▶ **OBJECTIVE**:
Can you copy out, word for word, the stretch of items from the very start through the line containing "[[374, 195]]"?

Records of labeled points
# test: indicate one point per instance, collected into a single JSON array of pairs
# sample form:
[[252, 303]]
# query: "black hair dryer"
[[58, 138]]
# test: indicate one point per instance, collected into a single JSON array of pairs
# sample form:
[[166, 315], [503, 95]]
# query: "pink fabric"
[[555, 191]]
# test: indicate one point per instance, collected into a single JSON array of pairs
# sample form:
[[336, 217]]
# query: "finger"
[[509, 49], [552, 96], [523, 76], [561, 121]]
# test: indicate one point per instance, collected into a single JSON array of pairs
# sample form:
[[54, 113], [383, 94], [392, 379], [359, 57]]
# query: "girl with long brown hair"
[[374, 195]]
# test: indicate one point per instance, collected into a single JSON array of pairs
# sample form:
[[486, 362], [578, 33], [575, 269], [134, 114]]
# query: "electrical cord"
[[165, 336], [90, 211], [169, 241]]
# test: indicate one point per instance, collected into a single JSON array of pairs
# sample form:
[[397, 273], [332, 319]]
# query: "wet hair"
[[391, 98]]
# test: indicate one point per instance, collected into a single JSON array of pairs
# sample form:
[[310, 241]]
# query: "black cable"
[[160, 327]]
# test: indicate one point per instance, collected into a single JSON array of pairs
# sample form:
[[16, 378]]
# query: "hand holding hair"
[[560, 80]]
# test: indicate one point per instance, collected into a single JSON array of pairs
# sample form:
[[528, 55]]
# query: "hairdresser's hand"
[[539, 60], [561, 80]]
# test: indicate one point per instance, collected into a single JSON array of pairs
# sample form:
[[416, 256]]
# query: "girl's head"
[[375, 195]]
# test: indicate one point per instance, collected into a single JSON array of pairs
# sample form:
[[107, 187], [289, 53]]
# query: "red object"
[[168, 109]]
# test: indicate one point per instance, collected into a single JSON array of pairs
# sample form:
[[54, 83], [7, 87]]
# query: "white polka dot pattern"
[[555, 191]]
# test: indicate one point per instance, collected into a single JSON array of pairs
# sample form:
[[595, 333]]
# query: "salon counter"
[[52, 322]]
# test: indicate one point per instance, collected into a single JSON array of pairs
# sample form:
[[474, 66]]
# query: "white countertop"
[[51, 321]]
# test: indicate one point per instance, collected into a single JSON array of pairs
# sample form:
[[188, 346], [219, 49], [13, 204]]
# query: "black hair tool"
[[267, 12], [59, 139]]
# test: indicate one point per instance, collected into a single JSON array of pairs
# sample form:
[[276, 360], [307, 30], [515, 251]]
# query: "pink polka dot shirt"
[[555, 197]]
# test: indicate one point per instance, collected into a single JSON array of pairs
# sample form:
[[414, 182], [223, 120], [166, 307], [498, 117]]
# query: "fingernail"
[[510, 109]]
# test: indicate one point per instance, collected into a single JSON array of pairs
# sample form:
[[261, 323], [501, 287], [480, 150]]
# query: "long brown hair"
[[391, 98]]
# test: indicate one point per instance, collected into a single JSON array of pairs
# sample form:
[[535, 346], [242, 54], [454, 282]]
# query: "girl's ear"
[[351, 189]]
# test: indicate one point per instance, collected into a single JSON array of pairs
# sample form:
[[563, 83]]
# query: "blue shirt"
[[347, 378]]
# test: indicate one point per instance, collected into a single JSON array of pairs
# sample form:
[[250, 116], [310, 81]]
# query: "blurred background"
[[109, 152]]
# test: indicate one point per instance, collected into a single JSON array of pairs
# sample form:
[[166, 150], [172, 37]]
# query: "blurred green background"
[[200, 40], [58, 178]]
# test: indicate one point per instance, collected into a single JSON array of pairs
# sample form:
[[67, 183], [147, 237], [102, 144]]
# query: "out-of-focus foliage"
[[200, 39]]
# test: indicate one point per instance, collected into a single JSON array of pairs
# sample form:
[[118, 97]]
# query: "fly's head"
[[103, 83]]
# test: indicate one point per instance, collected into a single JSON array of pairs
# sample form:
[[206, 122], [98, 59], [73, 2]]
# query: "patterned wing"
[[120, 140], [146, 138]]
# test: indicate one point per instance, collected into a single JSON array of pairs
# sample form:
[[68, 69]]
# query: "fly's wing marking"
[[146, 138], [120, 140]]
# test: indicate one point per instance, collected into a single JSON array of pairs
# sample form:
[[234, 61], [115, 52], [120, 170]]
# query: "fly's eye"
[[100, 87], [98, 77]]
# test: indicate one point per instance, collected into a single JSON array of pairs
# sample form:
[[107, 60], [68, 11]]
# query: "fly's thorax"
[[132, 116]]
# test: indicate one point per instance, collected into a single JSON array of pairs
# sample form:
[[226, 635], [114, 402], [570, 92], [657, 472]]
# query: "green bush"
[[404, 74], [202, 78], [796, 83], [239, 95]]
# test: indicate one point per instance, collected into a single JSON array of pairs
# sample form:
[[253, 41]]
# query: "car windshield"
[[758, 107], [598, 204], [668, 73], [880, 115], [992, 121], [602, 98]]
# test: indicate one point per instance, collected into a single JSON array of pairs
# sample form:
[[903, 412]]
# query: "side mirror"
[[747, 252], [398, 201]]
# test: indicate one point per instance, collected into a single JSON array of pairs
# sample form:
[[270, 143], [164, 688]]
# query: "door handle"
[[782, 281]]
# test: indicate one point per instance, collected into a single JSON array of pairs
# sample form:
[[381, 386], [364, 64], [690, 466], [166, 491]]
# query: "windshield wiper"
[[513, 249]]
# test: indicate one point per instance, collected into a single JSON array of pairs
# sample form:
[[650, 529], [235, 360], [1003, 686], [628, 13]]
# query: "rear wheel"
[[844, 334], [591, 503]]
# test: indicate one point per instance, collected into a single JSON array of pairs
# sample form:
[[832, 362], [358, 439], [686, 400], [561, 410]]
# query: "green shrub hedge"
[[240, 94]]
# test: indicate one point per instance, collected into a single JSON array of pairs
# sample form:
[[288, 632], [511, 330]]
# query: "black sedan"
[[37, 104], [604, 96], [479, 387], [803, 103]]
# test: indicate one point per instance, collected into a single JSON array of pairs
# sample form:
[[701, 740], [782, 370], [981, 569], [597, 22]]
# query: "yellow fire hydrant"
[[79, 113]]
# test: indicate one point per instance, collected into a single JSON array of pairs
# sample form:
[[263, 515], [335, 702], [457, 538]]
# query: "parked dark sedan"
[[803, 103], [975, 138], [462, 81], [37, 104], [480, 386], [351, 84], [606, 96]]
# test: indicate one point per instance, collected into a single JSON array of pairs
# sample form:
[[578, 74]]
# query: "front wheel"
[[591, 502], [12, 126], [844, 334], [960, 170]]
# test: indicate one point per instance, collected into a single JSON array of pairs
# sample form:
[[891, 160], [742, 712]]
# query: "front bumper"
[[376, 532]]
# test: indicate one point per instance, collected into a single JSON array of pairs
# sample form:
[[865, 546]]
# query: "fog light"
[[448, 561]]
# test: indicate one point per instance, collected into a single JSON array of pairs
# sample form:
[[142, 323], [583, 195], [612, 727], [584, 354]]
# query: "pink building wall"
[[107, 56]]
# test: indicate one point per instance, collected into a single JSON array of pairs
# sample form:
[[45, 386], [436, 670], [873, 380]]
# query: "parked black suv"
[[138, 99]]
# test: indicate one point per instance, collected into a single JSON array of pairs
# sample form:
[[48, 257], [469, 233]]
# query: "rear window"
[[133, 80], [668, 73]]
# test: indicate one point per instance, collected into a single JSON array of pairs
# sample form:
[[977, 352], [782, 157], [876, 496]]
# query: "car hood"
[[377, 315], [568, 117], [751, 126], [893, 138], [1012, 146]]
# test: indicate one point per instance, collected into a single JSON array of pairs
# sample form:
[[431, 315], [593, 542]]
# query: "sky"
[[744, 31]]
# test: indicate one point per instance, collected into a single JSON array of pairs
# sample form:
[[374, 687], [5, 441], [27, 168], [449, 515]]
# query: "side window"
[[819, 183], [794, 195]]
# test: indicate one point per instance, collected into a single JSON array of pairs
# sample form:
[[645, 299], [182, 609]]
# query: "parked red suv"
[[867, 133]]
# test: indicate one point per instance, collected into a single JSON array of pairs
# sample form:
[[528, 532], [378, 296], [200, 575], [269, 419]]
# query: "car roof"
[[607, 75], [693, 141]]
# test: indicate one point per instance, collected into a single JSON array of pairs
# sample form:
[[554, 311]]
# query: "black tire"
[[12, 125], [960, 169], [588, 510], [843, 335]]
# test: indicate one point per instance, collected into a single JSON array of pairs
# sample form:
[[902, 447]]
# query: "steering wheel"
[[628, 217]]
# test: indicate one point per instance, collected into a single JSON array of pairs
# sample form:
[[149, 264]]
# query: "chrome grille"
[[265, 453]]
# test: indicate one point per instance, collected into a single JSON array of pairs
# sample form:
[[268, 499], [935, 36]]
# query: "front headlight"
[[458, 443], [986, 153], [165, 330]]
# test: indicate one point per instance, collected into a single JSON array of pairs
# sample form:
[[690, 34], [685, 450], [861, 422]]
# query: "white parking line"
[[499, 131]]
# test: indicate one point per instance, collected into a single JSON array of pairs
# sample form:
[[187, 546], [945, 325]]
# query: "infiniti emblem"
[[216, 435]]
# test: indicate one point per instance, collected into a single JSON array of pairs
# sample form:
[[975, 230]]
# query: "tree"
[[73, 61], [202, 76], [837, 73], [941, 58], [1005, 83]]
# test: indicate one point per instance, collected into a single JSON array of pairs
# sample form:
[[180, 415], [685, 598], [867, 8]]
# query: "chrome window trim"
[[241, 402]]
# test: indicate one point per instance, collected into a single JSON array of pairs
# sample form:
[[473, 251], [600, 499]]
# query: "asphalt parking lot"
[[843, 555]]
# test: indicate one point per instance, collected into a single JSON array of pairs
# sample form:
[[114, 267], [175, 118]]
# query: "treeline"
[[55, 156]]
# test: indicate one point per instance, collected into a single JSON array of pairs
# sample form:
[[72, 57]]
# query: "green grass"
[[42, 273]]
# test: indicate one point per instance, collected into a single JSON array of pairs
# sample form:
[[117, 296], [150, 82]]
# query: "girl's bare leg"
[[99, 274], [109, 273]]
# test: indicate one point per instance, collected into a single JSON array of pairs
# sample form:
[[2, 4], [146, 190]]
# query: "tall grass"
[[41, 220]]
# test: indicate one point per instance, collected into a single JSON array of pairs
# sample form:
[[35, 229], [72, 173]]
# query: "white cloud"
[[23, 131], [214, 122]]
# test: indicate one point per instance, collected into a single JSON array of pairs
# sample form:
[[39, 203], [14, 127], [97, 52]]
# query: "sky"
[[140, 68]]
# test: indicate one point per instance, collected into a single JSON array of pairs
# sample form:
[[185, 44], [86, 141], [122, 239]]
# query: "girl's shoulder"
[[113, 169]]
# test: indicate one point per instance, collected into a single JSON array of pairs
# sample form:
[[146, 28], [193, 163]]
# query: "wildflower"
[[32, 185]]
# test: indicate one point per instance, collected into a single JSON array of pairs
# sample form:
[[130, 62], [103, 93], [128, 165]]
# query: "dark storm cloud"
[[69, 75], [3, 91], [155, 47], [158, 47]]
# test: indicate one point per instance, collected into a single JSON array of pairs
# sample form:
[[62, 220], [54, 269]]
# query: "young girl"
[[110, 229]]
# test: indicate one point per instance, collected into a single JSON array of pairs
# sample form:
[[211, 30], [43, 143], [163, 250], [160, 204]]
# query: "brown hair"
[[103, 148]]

▶ **WORKED SOLUTION**:
# test: indicate one point per instance, collected into a single JSON array of pairs
# sample form:
[[252, 303]]
# query: "black hair dryer"
[[58, 138]]
# test: indicate one point per instance, collected into a single JSON array of pairs
# sample form:
[[166, 315], [503, 95]]
# query: "pink fabric"
[[555, 191]]
# test: indicate one point per instance, collected into a single JSON array of pairs
# sample form:
[[336, 217]]
# query: "finger"
[[509, 49], [552, 96], [523, 76], [561, 121]]
# test: indicate one point per instance, collected into a single JSON array of pairs
# sample form:
[[54, 113], [383, 94], [392, 379], [359, 57]]
# query: "girl with long brown hair"
[[374, 195]]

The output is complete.